DOCUMENT TEXT
★ ★ ★ ★ ★
Ok, I think I located the bug in libmagic ... the file_buffer function does not handle the case when flag is set to MAGIC_MIME_ENCODING. I am going to try to locate the maintainer and see if my fix is correct or its late and I am tripping.

from python-magic.

goodwillcoding avatar goodwillcoding commented on May 16, 2024

@mojotx

I might have found a bug and fix in libmagic

See: https://github.com/glensc/file/blob/master/src/funcs.c#L176

Line should probably be this:

if ((!mime || (mime & MAGIC_MIME_TYPE) || (mime & MAGIC_MIME_ENCODING)) &&

This way when python-magic has mime_encoding=True it still works

from python-magic.

mojotx avatar mojotx commented on May 16, 2024

@goodwillcoding

You can report the bug here:

http://bugs.gw.com/my_view_page.php

from python-magic.

goodwillcoding avatar goodwillcoding commented on May 16, 2024

@mojotx @ahupp

So I was able to reproduce the condition using file.

Determine mime-encoding gives the same error

$ file --special-files --mime-encoding empty_file 
empty_file: ERROR: (null)
★ ★ ★ ★ ★
REQUESTS
[a] In the libmagic bug thread, which function fails to handle the case where the flag is set to MAGIC_MIME_ENCODING?
[b] Rewrite the libmagic bug thread from "So I was able" to "empty_file: ERROR: (null)", replacing "empty_file" with "blank_file".
[c] Extend the libmagic bug thread from its last line.

ENTRIES PROVIDED
★ ★ ★ ★ ★
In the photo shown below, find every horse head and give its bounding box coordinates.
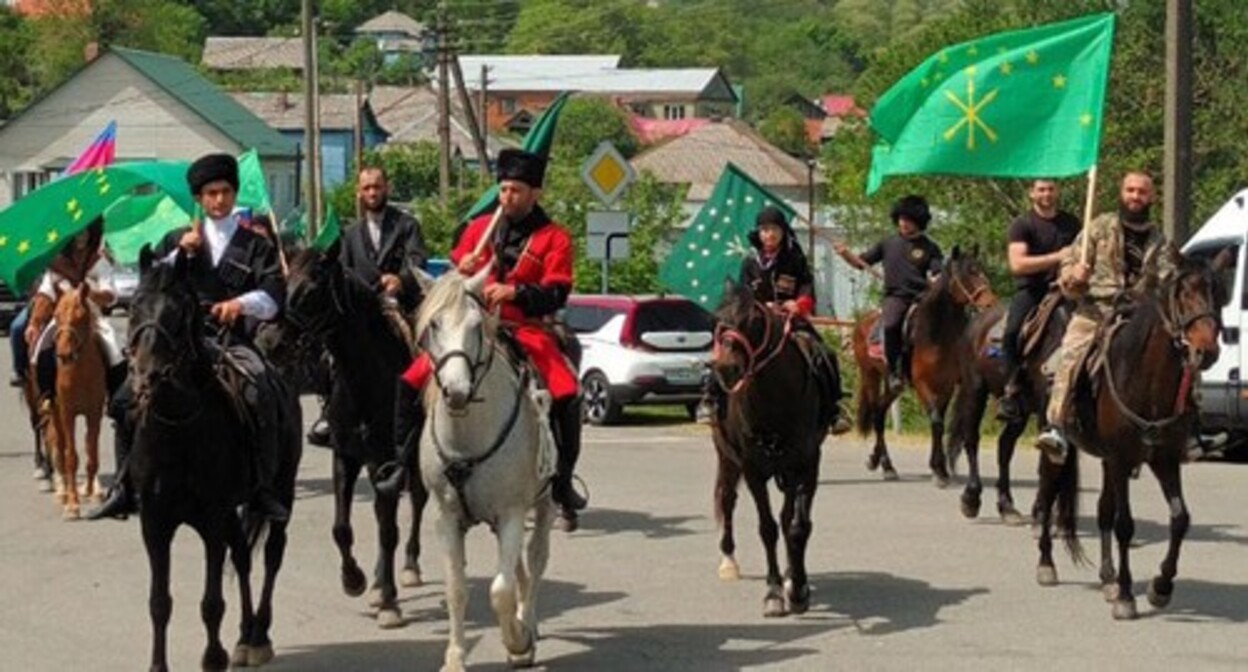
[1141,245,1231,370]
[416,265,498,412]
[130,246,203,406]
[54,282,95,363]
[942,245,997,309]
★ ★ ★ ★ ★
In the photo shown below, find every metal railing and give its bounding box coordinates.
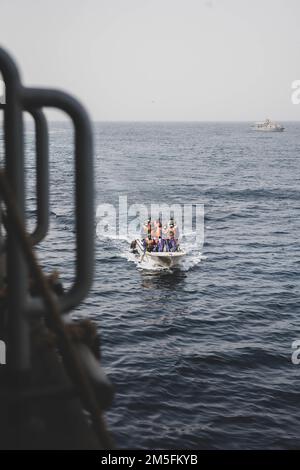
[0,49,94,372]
★ ★ ★ ★ ★
SET OF ANSWERS
[a] The file_buffer function.

[b]
So I was able to reproduce the condition using file.

Determine mime-encoding gives the same error

$ file --special-files --mime-encoding blank_file 
blank_file: ERROR: (null)

[c]
However, running

$ file --mime-encoding empty_file 
empty_file: binary

"--special-files" is a flag to tell file to skip "stat" style detection, treat the file as normal and let it be read into a buffer and analized, so as far as I can tell it uses magic_buffer rather then magic_file.

There is a similar but more extensive condition with a 1-byte file

Create 1-byte file

echo -n 1 > onebytefile

$ file --special-files --mime-encoding onebytefile 
onebytefile: ERROR: (null)

$ file --mime-encoding onebytefile 
onebytefile: ERROR: (null)

In short magic is not actually detecting mime-encoding for file that are 0 or 1 byte in length when using buffer for either case. In the case of 1-byte file there is no "stat" detection as well.

So my take away is that handling for mime-encoding for these 3 conditions needs to be added by libmagic.
I am going to try to investigate this more and file a bug (and maybe a potential fix).

Now to the handle509 fix. I get 2 errors when I run 5.15 against empty (and now 1 byte file). I am not sure what case exactly _handle509bug handles (since I was not reproducing it) but would suggest it is a bit broad.

if e.message is None and (self.flags & MAGIC_MIME):
    return "application/octet-stream"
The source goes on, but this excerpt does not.